___ EXTRACT PROVIDED ___

Therefore, we get a similar improvement according to the relevance scores generated by GPT-4o.

# Potential Further Improvements

Based on the results of the GPL paper, it is expected that using additional queries (e.g. 20 queries per passage) could result in improved performane. Addtionally, one can consider adding augmenting queries by replacing some keywords with their synonyms or more advanced methods.

Moreover, one can consider generating queries using a more advanced model that was trained more recently with an affordable price. For example, using GPT-4o-mini one can produce 10 queries for 10,000 passages with $2. Unlike using paid embedding models that would require ongoing payments for embedding use queries as well as for updating the vector database, this would be a one time payment used for finetuning our own embedding model.

Finally, it would be interesting to try applying GPL to other available pretrained bi-encoder models and compare the results.

___ RECORDED INFORMATION ___

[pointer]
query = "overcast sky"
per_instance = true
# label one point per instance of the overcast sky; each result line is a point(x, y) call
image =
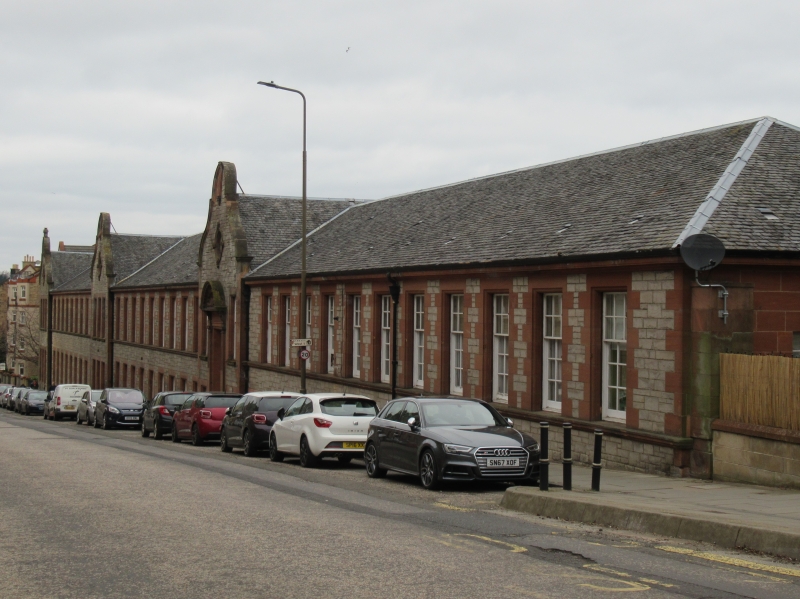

___

Translate this sentence from the extract on improving embedding models into Spanish: "Finally, it would be interesting to try applying GPL to other available pretrained bi-encoder models and compare the results." The items have no connection to the extract.

Por último, sería interesante intentar aplicar GPL a otros modelos bi-encoder preentrenados disponibles y comparar los resultados.